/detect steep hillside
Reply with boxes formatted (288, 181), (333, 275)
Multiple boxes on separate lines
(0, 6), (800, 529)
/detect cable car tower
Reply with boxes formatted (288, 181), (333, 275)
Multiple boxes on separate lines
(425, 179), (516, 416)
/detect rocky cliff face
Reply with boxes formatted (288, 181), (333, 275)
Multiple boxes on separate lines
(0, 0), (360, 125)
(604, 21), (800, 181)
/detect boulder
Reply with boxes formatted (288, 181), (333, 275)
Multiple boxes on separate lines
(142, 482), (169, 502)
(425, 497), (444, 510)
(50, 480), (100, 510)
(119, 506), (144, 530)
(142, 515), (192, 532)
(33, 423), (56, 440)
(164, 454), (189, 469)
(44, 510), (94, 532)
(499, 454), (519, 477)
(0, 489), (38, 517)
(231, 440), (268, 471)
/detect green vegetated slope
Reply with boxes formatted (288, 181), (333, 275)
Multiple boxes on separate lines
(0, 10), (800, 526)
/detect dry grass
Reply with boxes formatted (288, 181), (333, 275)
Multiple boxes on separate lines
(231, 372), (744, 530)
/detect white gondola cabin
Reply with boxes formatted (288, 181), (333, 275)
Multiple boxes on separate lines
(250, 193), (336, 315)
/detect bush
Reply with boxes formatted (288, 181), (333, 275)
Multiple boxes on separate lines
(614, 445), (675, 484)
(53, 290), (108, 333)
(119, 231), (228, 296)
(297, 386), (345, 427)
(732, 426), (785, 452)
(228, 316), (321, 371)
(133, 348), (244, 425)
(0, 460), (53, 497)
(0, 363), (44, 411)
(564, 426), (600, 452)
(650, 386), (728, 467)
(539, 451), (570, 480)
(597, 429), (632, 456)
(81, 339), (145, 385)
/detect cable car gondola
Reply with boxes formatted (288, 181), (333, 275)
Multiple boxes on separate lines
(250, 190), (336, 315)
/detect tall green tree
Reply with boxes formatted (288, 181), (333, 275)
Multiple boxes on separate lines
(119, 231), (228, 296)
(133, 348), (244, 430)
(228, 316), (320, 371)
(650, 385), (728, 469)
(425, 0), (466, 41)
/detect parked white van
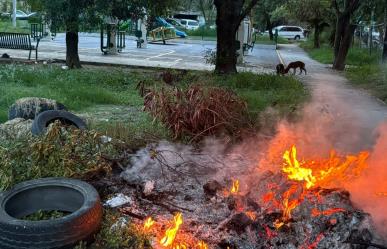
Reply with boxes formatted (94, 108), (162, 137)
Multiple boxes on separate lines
(273, 26), (305, 40)
(180, 19), (199, 30)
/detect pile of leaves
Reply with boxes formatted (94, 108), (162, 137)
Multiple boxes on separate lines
(142, 85), (252, 140)
(0, 123), (118, 190)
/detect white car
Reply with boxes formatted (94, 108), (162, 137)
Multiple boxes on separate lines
(1, 10), (37, 20)
(180, 19), (199, 30)
(266, 26), (305, 40)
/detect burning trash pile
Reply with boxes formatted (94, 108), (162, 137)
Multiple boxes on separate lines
(112, 139), (386, 249)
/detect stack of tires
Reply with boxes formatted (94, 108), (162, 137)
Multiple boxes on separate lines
(8, 98), (86, 135)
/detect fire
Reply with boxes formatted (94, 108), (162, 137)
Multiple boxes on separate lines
(312, 208), (346, 217)
(230, 180), (239, 194)
(172, 244), (188, 249)
(198, 241), (208, 249)
(160, 213), (183, 246)
(282, 145), (369, 189)
(282, 145), (316, 188)
(144, 217), (155, 230)
(245, 211), (257, 220)
(270, 145), (370, 229)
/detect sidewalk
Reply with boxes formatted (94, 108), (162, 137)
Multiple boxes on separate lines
(0, 33), (278, 73)
(279, 45), (387, 151)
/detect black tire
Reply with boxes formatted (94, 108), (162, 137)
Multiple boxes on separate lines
(8, 97), (67, 120)
(0, 178), (103, 249)
(31, 111), (87, 135)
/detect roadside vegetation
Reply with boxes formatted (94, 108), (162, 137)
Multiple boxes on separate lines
(301, 31), (387, 102)
(301, 40), (381, 66)
(0, 64), (308, 249)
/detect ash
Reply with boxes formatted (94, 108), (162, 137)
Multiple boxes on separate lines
(120, 142), (387, 249)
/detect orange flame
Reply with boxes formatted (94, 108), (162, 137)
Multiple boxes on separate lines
(282, 145), (369, 189)
(172, 244), (188, 249)
(198, 241), (208, 249)
(312, 208), (346, 217)
(245, 211), (257, 221)
(230, 180), (239, 194)
(282, 145), (316, 188)
(160, 213), (183, 246)
(375, 192), (387, 197)
(144, 217), (155, 230)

###

# WRITTEN PROBLEM
Format the lines above as a JSON list of strings, one string per line, with blank lines dropped and the pictures left out.

# COMPLETE ANSWER
[
  "/detect steep hillside",
  "Reply with boxes formatted (288, 181), (333, 275)",
  "Multiple boxes on separate lines",
  "(0, 6), (800, 529)",
  "/detect cable car tower",
  "Reply with boxes formatted (288, 181), (333, 275)",
  "Multiple boxes on separate lines",
  "(425, 179), (516, 416)",
  "/detect rocky cliff face",
  "Reply with boxes formatted (288, 181), (333, 275)",
  "Multiple boxes on separate lines",
  "(0, 0), (360, 125)",
  "(604, 21), (800, 181)",
  "/detect boulder",
  "Reply with boxes formatted (288, 181), (333, 275)",
  "Multiple boxes on separate lines",
  "(142, 482), (169, 502)",
  "(425, 497), (444, 510)",
  "(50, 480), (100, 510)",
  "(119, 506), (144, 530)",
  "(142, 515), (192, 532)",
  "(33, 423), (56, 440)",
  "(164, 454), (189, 469)",
  "(44, 510), (94, 532)",
  "(499, 454), (519, 477)",
  "(0, 489), (38, 517)",
  "(231, 440), (268, 471)",
  "/detect green vegetated slope",
  "Reply with boxes formatted (288, 181), (333, 275)",
  "Multiple boxes on separate lines",
  "(0, 10), (800, 526)",
  "/detect dry grass",
  "Reply with boxes formatted (288, 181), (333, 275)",
  "Multiple boxes on separate lines",
  "(231, 372), (744, 530)",
  "/detect white gondola cabin",
  "Reply with boxes formatted (288, 181), (333, 275)",
  "Multiple boxes on separate lines",
  "(250, 193), (336, 315)",
  "/detect bush",
  "Reply with boxes formatted (288, 181), (333, 275)",
  "Multiple boxes on separate lines",
  "(614, 445), (675, 484)",
  "(53, 290), (108, 333)",
  "(119, 231), (228, 296)",
  "(297, 386), (345, 427)",
  "(732, 426), (785, 452)",
  "(228, 316), (321, 371)",
  "(133, 348), (244, 425)",
  "(0, 460), (53, 497)",
  "(0, 363), (44, 411)",
  "(564, 426), (600, 452)",
  "(650, 386), (728, 467)",
  "(539, 451), (570, 480)",
  "(597, 429), (632, 456)",
  "(81, 339), (145, 385)",
  "/detect cable car gondola",
  "Reply with boxes formatted (288, 181), (333, 275)",
  "Multiple boxes on separate lines",
  "(250, 190), (336, 315)",
  "/detect tall green tree",
  "Reply with boxes formatted (288, 181), (333, 275)",
  "Multiple boxes on separate lines",
  "(119, 231), (228, 296)",
  "(133, 348), (244, 430)",
  "(228, 316), (320, 371)",
  "(650, 385), (728, 469)",
  "(425, 0), (466, 41)",
  "/detect parked white van",
  "Reply with boxes formatted (94, 108), (162, 137)",
  "Multiple boxes on separate lines",
  "(273, 26), (305, 40)",
  "(180, 19), (199, 30)",
  "/detect pile of leaves",
  "Reply with boxes formatted (94, 108), (162, 137)",
  "Multiple boxes on separate lines",
  "(142, 85), (252, 140)",
  "(0, 123), (118, 190)",
  "/detect white car",
  "Reply with boxes formatted (94, 108), (162, 137)",
  "Multiple boxes on separate lines",
  "(1, 10), (37, 20)",
  "(180, 19), (199, 30)",
  "(266, 26), (305, 40)",
  "/detect burning trash pile",
  "Reply with boxes formatted (94, 108), (162, 137)",
  "Multiple boxes on separate lines",
  "(112, 139), (386, 249)",
  "/detect stack of tires",
  "Reply with boxes formatted (94, 108), (162, 137)",
  "Multiple boxes on separate lines",
  "(8, 98), (86, 135)",
  "/detect fire",
  "Reply with boxes formatted (94, 108), (162, 137)",
  "Multiple boxes on separate lines",
  "(312, 208), (346, 217)",
  "(230, 180), (239, 194)",
  "(172, 244), (188, 249)",
  "(198, 241), (208, 249)",
  "(160, 213), (183, 246)",
  "(282, 145), (369, 189)",
  "(282, 145), (316, 188)",
  "(144, 217), (155, 230)",
  "(245, 211), (257, 220)",
  "(270, 145), (370, 229)",
  "/detect sidewalk",
  "Reply with boxes formatted (94, 108), (162, 137)",
  "Multiple boxes on separate lines",
  "(0, 33), (278, 73)",
  "(279, 45), (387, 151)",
  "/detect black tire",
  "Reply with boxes formatted (94, 108), (162, 137)",
  "Multiple boxes on separate lines",
  "(8, 97), (67, 120)",
  "(0, 178), (103, 249)",
  "(31, 111), (87, 135)",
  "/detect roadside vegetation",
  "Reply with boxes formatted (94, 108), (162, 137)",
  "Multiple boxes on separate lines",
  "(301, 31), (387, 102)",
  "(301, 40), (381, 66)",
  "(0, 64), (308, 249)",
  "/detect ash",
  "Reply with boxes formatted (94, 108), (162, 137)",
  "Multiple boxes on separate lines",
  "(120, 142), (387, 249)",
  "/detect orange flame",
  "Reply with boxes formatted (94, 108), (162, 137)",
  "Multiple boxes on separate lines",
  "(282, 145), (369, 189)",
  "(172, 244), (188, 249)",
  "(198, 241), (208, 249)",
  "(312, 208), (346, 217)",
  "(245, 211), (257, 221)",
  "(230, 180), (239, 194)",
  "(282, 145), (316, 188)",
  "(160, 213), (183, 246)",
  "(375, 192), (387, 197)",
  "(144, 217), (155, 230)"
]